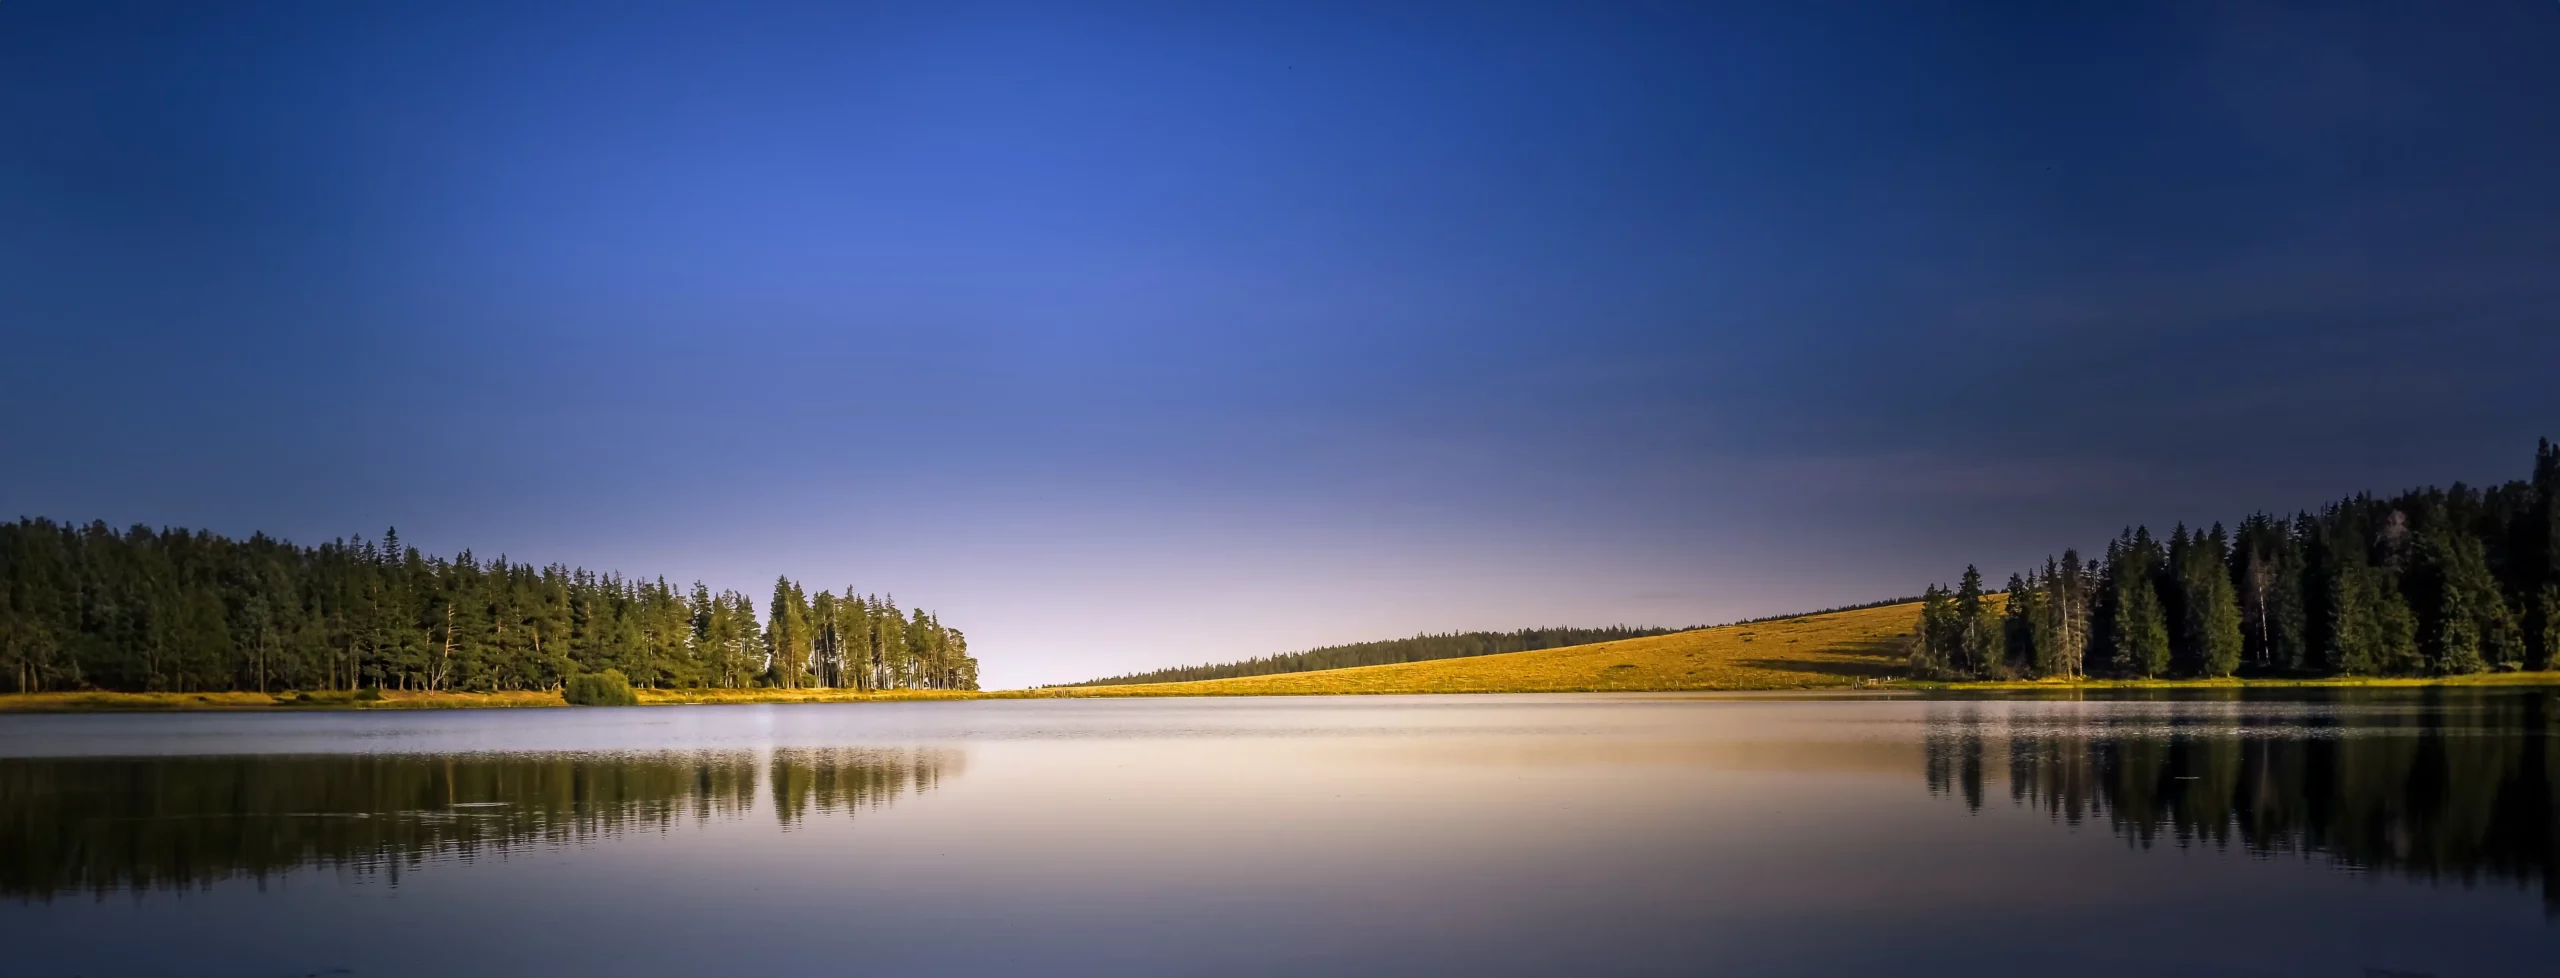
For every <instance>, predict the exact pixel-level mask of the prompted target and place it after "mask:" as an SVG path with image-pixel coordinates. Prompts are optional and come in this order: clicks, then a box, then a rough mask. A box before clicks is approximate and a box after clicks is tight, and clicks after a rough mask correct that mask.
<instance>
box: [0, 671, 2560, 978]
mask: <svg viewBox="0 0 2560 978" xmlns="http://www.w3.org/2000/svg"><path fill="white" fill-rule="evenodd" d="M2555 732H2560V701H2555V694H2552V691H2396V694H2358V696H2345V694H2301V696H2268V699H2248V701H2240V699H2132V701H2010V699H1989V701H1946V699H1938V701H1923V699H1695V696H1352V699H1121V701H960V704H842V707H643V709H543V712H371V714H159V717H133V714H118V717H108V714H90V717H0V973H8V975H174V973H187V975H279V978H282V975H320V973H328V975H456V973H474V975H573V973H594V975H817V973H829V975H832V973H858V975H1006V973H1016V975H1587V973H1610V975H1843V973H1920V975H1930V973H1940V975H1989V973H2053V975H2076V978H2079V975H2353V978H2368V975H2447V978H2450V975H2552V973H2560V924H2555V911H2560V876H2555V873H2560V814H2555V812H2560V809H2555V806H2560V796H2555V786H2560V753H2555Z"/></svg>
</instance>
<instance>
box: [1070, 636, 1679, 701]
mask: <svg viewBox="0 0 2560 978" xmlns="http://www.w3.org/2000/svg"><path fill="white" fill-rule="evenodd" d="M1669 632H1677V627H1631V625H1610V627H1523V630H1518V632H1446V635H1413V637H1390V640H1380V643H1352V645H1324V648H1308V650H1303V653H1280V655H1262V658H1247V661H1242V663H1216V666H1172V668H1157V671H1147V673H1129V676H1111V678H1088V681H1080V684H1068V686H1137V684H1188V681H1196V678H1236V676H1272V673H1311V671H1318V668H1347V666H1388V663H1421V661H1431V658H1467V655H1498V653H1533V650H1541V648H1564V645H1590V643H1613V640H1620V637H1646V635H1669Z"/></svg>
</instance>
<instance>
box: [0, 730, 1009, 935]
mask: <svg viewBox="0 0 2560 978" xmlns="http://www.w3.org/2000/svg"><path fill="white" fill-rule="evenodd" d="M963 766H965V753H960V750H855V748H842V750H773V753H771V755H758V753H753V750H701V753H550V755H507V753H481V755H253V758H0V894H8V896H18V899H38V901H41V899H51V896H56V894H77V891H92V894H110V891H148V888H187V886H210V883H215V881H225V878H256V881H266V878H274V876H282V873H287V870H294V868H305V865H328V868H343V870H356V873H366V876H371V873H379V876H384V878H389V881H392V883H397V881H399V873H402V870H415V868H420V865H425V863H435V860H456V858H458V860H468V858H479V855H504V853H512V850H520V847H558V845H584V842H594V840H609V837H617V835H627V832H653V830H668V827H676V824H681V822H712V819H737V817H745V814H750V812H755V806H758V804H755V801H758V781H763V783H765V786H771V791H768V804H771V812H773V817H776V822H778V824H781V827H786V830H788V827H794V824H799V822H804V819H809V817H812V812H814V814H842V817H852V814H858V812H865V809H878V806H886V804H891V801H896V799H901V796H906V794H919V791H932V789H934V786H937V783H942V781H945V778H952V776H957V773H960V771H963Z"/></svg>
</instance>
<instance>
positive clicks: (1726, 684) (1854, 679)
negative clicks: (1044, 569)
mask: <svg viewBox="0 0 2560 978" xmlns="http://www.w3.org/2000/svg"><path fill="white" fill-rule="evenodd" d="M1915 620H1917V607H1915V604H1887V607H1869V609H1856V612H1830V614H1805V617H1789V620H1774V622H1751V625H1725V627H1702V630H1695V632H1674V635H1651V637H1628V640H1618V643H1597V645H1572V648H1544V650H1533V653H1505V655H1475V658H1439V661H1428V663H1395V666H1359V668H1329V671H1318V673H1277V676H1242V678H1206V681H1190V684H1139V686H1075V689H1044V694H1055V696H1326V694H1569V691H1679V689H1856V686H1876V684H1889V681H1892V678H1894V676H1897V673H1900V671H1902V648H1905V643H1907V640H1910V630H1912V622H1915Z"/></svg>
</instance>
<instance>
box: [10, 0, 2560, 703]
mask: <svg viewBox="0 0 2560 978" xmlns="http://www.w3.org/2000/svg"><path fill="white" fill-rule="evenodd" d="M1923 8H1925V10H1923ZM1984 8H1989V5H1984ZM0 330H5V348H0V351H5V361H0V364H5V366H0V422H5V428H0V451H5V456H0V517H8V515H46V517H56V520H108V522H115V525H128V522H151V525H197V527H212V530H220V533H230V535H246V533H251V530H269V533H276V535H284V538H294V540H305V543H317V540H325V538H335V535H356V533H364V535H376V533H381V527H384V525H397V527H399V530H402V535H404V538H407V540H410V543H417V545H422V548H428V550H438V553H451V550H458V548H474V550H479V553H481V556H492V553H507V556H515V558H532V561H568V563H586V566H596V568H622V571H635V573H650V576H655V573H663V576H668V579H673V581H694V579H704V581H709V584H712V586H735V589H742V591H748V594H758V597H760V594H765V591H768V589H771V579H773V576H776V573H791V576H796V579H806V581H809V584H814V586H845V584H852V586H860V589H865V591H893V594H896V597H899V599H901V604H922V607H932V609H937V612H942V614H945V620H947V622H950V625H957V627H963V630H968V635H970V645H973V650H975V653H978V658H980V661H983V666H986V678H988V684H991V686H1021V684H1039V681H1073V678H1088V676H1098V673H1116V671H1129V668H1149V666H1167V663H1185V661H1224V658H1242V655H1260V653H1275V650H1290V648H1303V645H1318V643H1339V640H1364V637H1390V635H1411V632H1416V630H1467V627H1523V625H1554V622H1582V625H1597V622H1659V625H1690V622H1713V620H1731V617H1743V614H1766V612H1789V609H1805V607H1825V604H1843V602H1861V599H1879V597H1894V594H1915V591H1920V586H1923V584H1928V581H1930V579H1948V576H1953V571H1958V568H1961V566H1964V563H1969V561H1979V563H1984V566H1987V568H1992V571H1994V573H1997V576H2004V573H2007V571H2010V568H2017V566H2025V563H2028V561H2040V558H2043V553H2048V550H2053V548H2061V545H2084V548H2086V545H2097V543H2102V540H2104V538H2107V535H2112V533H2115V530H2117V527H2120V525H2127V522H2153V525H2168V522H2176V520H2189V522H2209V520H2232V517H2237V515H2243V512H2248V509H2258V507H2268V509H2286V507H2304V504H2317V502H2322V499H2332V497H2340V494H2348V492H2358V489H2399V486H2412V484H2427V481H2452V479H2465V481H2501V479H2511V476H2522V474H2524V469H2527V463H2529V456H2532V440H2534V438H2537V435H2560V3H2550V0H2509V3H2460V5H2442V3H2406V5H2399V3H2355V5H2330V8H2322V5H2245V3H2194V5H2176V3H2140V5H1999V10H1997V13H1989V10H1974V13H1966V10H1961V8H1958V5H1907V3H1876V5H1828V3H1769V5H1692V3H1672V5H1574V3H1556V5H1492V3H1452V5H1380V3H1341V5H1318V3H1288V5H1198V3H1162V5H1108V3H1027V5H965V3H909V5H883V8H860V5H850V3H809V5H748V3H701V5H658V3H648V5H637V3H596V5H558V3H545V5H525V3H486V5H481V3H458V0H440V3H415V5H389V3H305V5H266V3H169V5H123V3H26V0H10V3H5V5H0Z"/></svg>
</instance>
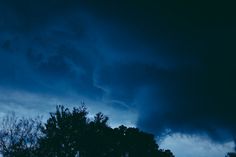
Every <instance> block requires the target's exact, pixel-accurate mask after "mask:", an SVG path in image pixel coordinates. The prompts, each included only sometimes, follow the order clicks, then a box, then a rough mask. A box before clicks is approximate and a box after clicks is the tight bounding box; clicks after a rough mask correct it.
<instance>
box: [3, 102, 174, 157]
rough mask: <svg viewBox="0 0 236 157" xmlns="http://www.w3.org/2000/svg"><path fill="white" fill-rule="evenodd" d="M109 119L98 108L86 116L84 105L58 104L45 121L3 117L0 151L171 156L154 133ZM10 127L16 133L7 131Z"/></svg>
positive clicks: (12, 155) (14, 155) (149, 155)
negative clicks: (98, 111)
mask: <svg viewBox="0 0 236 157" xmlns="http://www.w3.org/2000/svg"><path fill="white" fill-rule="evenodd" d="M108 120H109V118H108V117H107V116H105V115H104V114H103V113H101V112H99V113H97V114H96V115H95V116H94V118H93V119H89V118H88V111H87V109H86V107H84V106H81V107H79V108H73V109H72V110H69V109H68V108H65V107H64V106H57V107H56V111H55V112H53V113H50V117H49V118H48V120H47V122H46V123H45V124H42V123H41V122H40V123H39V122H38V121H36V120H34V121H33V120H32V119H25V118H24V119H20V120H17V121H13V122H12V121H5V123H4V124H5V126H8V127H7V128H8V129H6V127H5V128H4V127H2V128H1V132H0V135H1V136H0V151H1V153H2V154H3V156H4V157H5V156H6V157H7V156H11V157H22V153H23V154H24V155H23V156H24V157H26V156H27V155H26V154H28V156H30V157H34V156H35V157H40V156H44V157H75V156H76V154H77V153H78V152H79V154H80V157H126V156H128V157H174V155H173V154H172V152H171V151H170V150H162V149H159V146H158V145H157V143H156V141H155V137H154V135H152V134H149V133H146V132H143V131H141V130H139V129H138V128H131V127H126V126H124V125H121V126H119V127H117V128H111V127H110V126H109V125H108ZM39 124H40V125H39ZM19 128H21V129H20V130H21V131H20V132H18V130H17V129H19ZM31 128H33V129H31ZM9 129H13V130H14V129H15V130H17V131H16V132H17V133H15V132H14V133H13V132H11V131H10V133H11V134H6V133H7V132H9ZM39 130H40V133H39V132H38V131H39ZM23 132H24V133H23ZM19 133H20V134H21V133H22V134H21V136H20V138H18V137H19V135H18V134H19ZM32 136H34V138H32ZM29 137H31V138H29ZM6 139H7V140H6ZM22 141H23V142H22ZM9 152H14V153H11V154H10V155H8V154H9Z"/></svg>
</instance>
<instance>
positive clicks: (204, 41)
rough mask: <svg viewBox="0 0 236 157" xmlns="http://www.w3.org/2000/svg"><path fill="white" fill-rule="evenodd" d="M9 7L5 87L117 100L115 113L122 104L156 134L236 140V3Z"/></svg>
mask: <svg viewBox="0 0 236 157" xmlns="http://www.w3.org/2000/svg"><path fill="white" fill-rule="evenodd" d="M0 5H1V6H0V8H1V11H0V78H1V79H0V87H1V88H2V89H5V90H6V89H8V90H12V91H18V90H19V91H26V92H30V93H34V94H45V95H50V96H56V97H67V98H68V97H70V96H72V95H73V96H75V95H76V96H83V97H86V98H88V99H91V100H93V101H97V102H103V103H106V104H108V106H110V107H111V108H113V109H114V112H112V113H113V114H116V117H119V113H120V112H118V110H127V111H132V112H137V114H138V117H137V120H136V125H137V126H138V127H140V128H142V129H145V130H148V131H151V132H152V133H155V134H156V135H160V134H161V133H163V132H165V131H166V130H171V131H172V132H180V133H187V134H202V133H203V134H204V133H206V134H208V135H209V136H210V137H211V138H212V139H214V140H218V141H219V140H220V141H222V140H223V141H224V140H228V139H230V138H234V137H235V135H236V126H235V118H234V115H235V104H236V102H235V97H236V91H235V89H236V83H235V80H236V74H235V72H236V62H235V55H234V52H236V48H235V42H236V40H235V35H236V34H235V33H236V30H235V28H236V27H235V26H236V21H235V18H234V15H235V13H234V10H233V8H232V6H231V5H230V4H227V6H226V5H222V4H219V3H217V2H211V3H210V2H209V3H207V2H204V3H202V2H196V3H193V2H188V3H186V2H183V1H178V2H174V1H171V2H168V3H167V2H159V1H157V2H155V3H154V2H153V1H151V0H149V1H147V2H146V1H145V3H144V2H141V1H140V2H139V1H138V2H134V1H129V2H126V1H123V0H121V1H119V2H118V1H113V0H110V1H106V0H105V1H104V2H98V1H93V0H91V1H73V0H69V1H64V0H59V1H53V0H49V1H46V0H45V1H42V0H41V1H38V0H35V1H27V0H25V1H15V0H10V1H7V2H6V1H0ZM219 10H220V11H219ZM99 105H100V103H98V106H97V107H98V108H100V109H101V110H106V108H105V107H104V106H101V107H99ZM115 110H117V113H115ZM134 121H135V120H134Z"/></svg>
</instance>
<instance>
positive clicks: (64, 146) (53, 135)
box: [39, 106, 88, 157]
mask: <svg viewBox="0 0 236 157" xmlns="http://www.w3.org/2000/svg"><path fill="white" fill-rule="evenodd" d="M87 114H88V112H87V109H86V108H85V107H84V106H82V107H80V108H73V111H72V112H71V111H70V110H69V109H68V108H65V107H64V106H57V108H56V112H55V113H50V118H49V119H48V120H47V123H46V124H45V126H44V128H43V129H42V132H43V134H44V137H43V138H41V139H40V141H39V145H40V149H39V154H40V155H42V156H45V157H46V156H50V157H74V156H75V155H76V153H77V151H80V152H83V149H84V147H85V143H86V141H85V133H86V131H87V124H88V118H87V117H86V116H87Z"/></svg>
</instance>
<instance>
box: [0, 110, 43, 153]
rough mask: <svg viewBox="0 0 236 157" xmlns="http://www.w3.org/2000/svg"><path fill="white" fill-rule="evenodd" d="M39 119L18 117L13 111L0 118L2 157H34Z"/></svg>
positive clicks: (36, 148)
mask: <svg viewBox="0 0 236 157" xmlns="http://www.w3.org/2000/svg"><path fill="white" fill-rule="evenodd" d="M41 126H42V123H41V120H40V118H39V117H37V118H34V119H33V118H28V119H27V118H24V117H22V118H19V117H17V116H16V115H15V114H14V113H12V114H9V115H7V116H6V117H4V118H3V119H2V123H1V130H0V153H1V154H2V155H3V156H4V157H22V156H24V157H34V156H36V150H37V148H38V139H39V138H40V137H41V136H42V134H41V131H40V130H41Z"/></svg>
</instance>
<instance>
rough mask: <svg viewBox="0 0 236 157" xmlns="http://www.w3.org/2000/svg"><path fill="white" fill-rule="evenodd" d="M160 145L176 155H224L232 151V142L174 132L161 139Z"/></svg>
mask: <svg viewBox="0 0 236 157" xmlns="http://www.w3.org/2000/svg"><path fill="white" fill-rule="evenodd" d="M160 147H161V148H164V149H170V150H171V151H172V152H173V153H174V154H175V156H176V157H224V156H225V155H226V154H227V152H232V151H233V147H234V143H233V141H230V142H225V143H219V144H217V143H212V142H211V141H210V140H208V139H206V138H203V137H199V136H187V135H183V134H179V133H176V134H173V135H169V136H167V137H166V138H165V139H163V141H162V142H161V144H160Z"/></svg>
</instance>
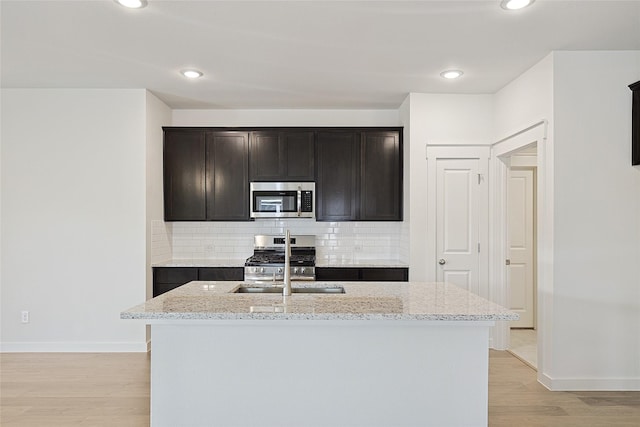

WORK TASK: Give the number of lines in the data above that contain the string "coordinates", where case counts. Reply with the number alone.

RESPONSE AREA: 2